Problems and tasks —
1. Quote everything in the cloud security article from "The NSA report" down to "to cloud security.".
2. Which four types of cloud security risks does the NSA report described in the cloud security article rank?

Extract provided —
--- Begin ---

Moving to the cloud can improve a company’s security posture — but cloud services aren’t without risks, and organizations should both understand and address these risks before buying these services and deploying workloads in the cloud. To that end, the National Security Agency (NSA) published new guidance titled “Mitigating Cloud Vulnerabilities.”

The report targets companies’ leadership and technical staff. It highlights the basic components of cloud architecture and threat actors. And then it also ranks four different types of cloud security risks — misconfiguration, poor access control, shared tenancy vulnerabilities, and supply chain vulnerabilities — that, according to the NSA, account for the vast majority of known security flaws.

While each cloud service providers’ architecture will be slightly different, most clouds have four components in common. This includes identity and access management — these are the controls in place for customers to protect access to their resources as well as controls that the service providers use to protect back-end cloud resources — as well as compute, networking, and storage.

Shared Responsibility

The NSA report also discusses the concept of shared responsibility. This is important because security vendors and cloud service providers alike say many of their customers still don’t have a strong grasp on this model and how it works. Cloud providers like Amazon Web Services (AWS) and Microsoft Azure are responsible for protecting their public cloud infrastructure and implementing logical controls to separate customer data. The customer, however, is responsible for configuring application-level security controls, and for protecting its workloads running on cloud servers. In other words, both the cloud provider and the customer have a shared responsibility when it comes to cloud security.

“Shared-responsibility model is a tough one,” said James Christiansen, VP of cloud security transformation at Netskope. Part of the difficulty comes from “a mindset that when you outsource something, you wash your hands of it.”

In other words, when companies move from their on-premises infrastructure and into the public cloud, often they just assume that AWS or Azure is responsible for all the security measures needed to protect the resources running in the cloud. However, this is not the case.

--- End ---

Dataset section —
--- Begin ---

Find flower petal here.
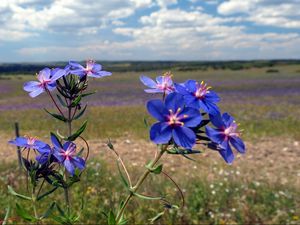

--- End ---

Solutions —
1.
The NSA report also discusses the concept of shared responsibility. This is important because security vendors and cloud service providers alike say many of their customers still don’t have a strong grasp on this model and how it works. Cloud providers like Amazon Web Services (AWS) and Microsoft Azure are responsible for protecting their public cloud infrastructure and implementing logical controls to separate customer data. The customer, however, is responsible for configuring application-level security controls, and for protecting its workloads running on cloud servers. In other words, both the cloud provider and the customer have a shared responsibility when it comes to cloud security.

2. Misconfiguration, poor access control, shared tenancy vulnerabilities, and supply chain vulnerabilities.